§ **EXTRAIT À LIRE**
↓
Le Tribunal fédéral n’est pas au-dessus des lois de la physique

Dans son arrêt concernant le parc éolien de Sainte-Croix (VD), le Tribunal fédéral juge que les installations éoliennes peuvent produire de l’électricité de manière flexible et en fonction des besoins du marché. L’énergie éolienne revêtirait un intérêt national devant lequel doivent s’effacer la conservation de la nature et la protection du paysage. C’est sur cette base que le Tribunal fédéral a rejeté les recours contre le parc éolien. Cette affirmation est toutefois erronée : en effet, les éoliennes ne produisent de l’électricité que lorsque le vent souffle et sont ainsi dénuées de toute flexibilité.

(c) Tribunal fédéral

Dans son arrêt publié le 21 avril, le Tribunal fédéral écrit mot pour mot que « Les installations de production d’énergie éolienne offrent la flexibilité de production dans le temps et en fonction des besoins du marché (art. 15 al. 5 in fine LEne) et contribuent de manière significative à la sécurité de l’approvisionnement, en particulier en hiver où la consommation est la plus élevée, en permettant de charger ou de décharger le réseau selon les besoins ».

Non seulement la citation de la loi sur l’énergie est erronée (l’article 15 ne traite pas de ce sujet et il ne compte pas 5 alinéas) mais, plus préoccupant encore, l’affirmation du Tribunal fédéral contredit toutes les lois de la physique : en effet, les éoliennes ne produisent de l’électricité que lorsque le vent souffle, contrairement aux centrales à accumulation par pompage qui peuvent stocker et produire de l’électricité sur simple pression d’un bouton. Les sources citées par la Haute cour ne permettent pas d’étayer ses affirmations. Affirmer par ailleurs, comme le fait le TF, que les éoliennes permettent de « décharger le réseau » ne résiste pas à l’analyse.

En raison de sa production d’électricité intermittente, l’énergie éolienne contribue très peu à la sécurité de l’approvisionnement. Une capacité d’appoint doit être disponible 100% à tout moment pour suppléer aux absences de vent. Même d’octobre à mars, lorsque l’énergie éolienne produit 58 % de la production de l’année, on observe des phases de plusieurs jours sans vent.
↑
§ **À COMPLÉTER**
1. Réécrivez le passage du texte sur le parc éolien de Sainte-Croix de « Dans son arrêt concernant » à « de toute flexibilité. », en substituant « TF » à « Tribunal fédéral ».
2. Rédigez la suite du texte critiquant l'arrêt sur le parc éolien de Sainte-Croix, en partant de sa dernière phrase.

§ **SECTION DONNÉES**
↓
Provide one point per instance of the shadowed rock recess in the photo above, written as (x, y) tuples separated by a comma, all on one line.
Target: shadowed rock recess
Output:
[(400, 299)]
↑
§ **RÉPONSES ATTENDUES**
1.
Dans son arrêt concernant le parc éolien de Sainte-Croix (VD), le TF juge que les installations éoliennes peuvent produire de l’électricité de manière flexible et en fonction des besoins du marché. L’énergie éolienne revêtirait un intérêt national devant lequel doivent s’effacer la conservation de la nature et la protection du paysage. C’est sur cette base que le TF a rejeté les recours contre le parc éolien. Cette affirmation est toutefois erronée : en effet, les éoliennes ne produisent de l’électricité que lorsque le vent souffle et sont ainsi dénuées de toute flexibilité.

2.
C’est donc sur la base d’une affirmation contredite par la réalité que le Tribunal fédéral a conclu que le projet de parc éolien de Sainte-Croix revêtait un intérêt national derrière lequel deux autres intérêts pourtant eux aussi de portée nationale – la conservation de la nature et la protection du paysage – doivent s’effacer. La fédération Paysage Libre Suisse insistera sur ce point dans les autres procédures en cours devant le TF.

Si de petits projets tels que le parc éolien de Sainte-Croix, qui représente moins d’un demi pour mille (0.03%) de la consommation suisse, venaient à être considérés comme étant d’intérêt national, la protection du paysage serait gravement affaiblie et la porte largement ouverte à de telles installations énergétiques, même lorsqu’une pondération globale des intérêts s’y opposerait. En d’autres termes, la balance des intérêts ne se ferait plus équitablement puisque les installations éoliennes seraient systématiquement privilégiées aux dépens des autres intérêts nationaux.

Paysage Libre Suisse regrette cette attitude indifférenciée de la plus haute juridiction suisse, qui ne correspond ni aux lois de la physique ni à la tradition de la Suisse en tant que pionnière en matière de protection de la nature et du paysage.

Compte tenu du fait que la Suisse est déjà très densément urbanisée, le développement de l’énergie solaire (thermique et photovoltaïque) s’impose. Cette dernière présente un potentiel d’électricité hivernale 7 fois supérieur à celui de l’énergie éolienne, peut être stockée et approvisionne notre pays en chaleur et en électricité en toute sécurité. Le tournant énergétique ne doit pas détruire ce que la loi protège : la biodiversité et le paysage.

Vers l’arrêt du TF: lien.
Vers le communiqué du TF: lien.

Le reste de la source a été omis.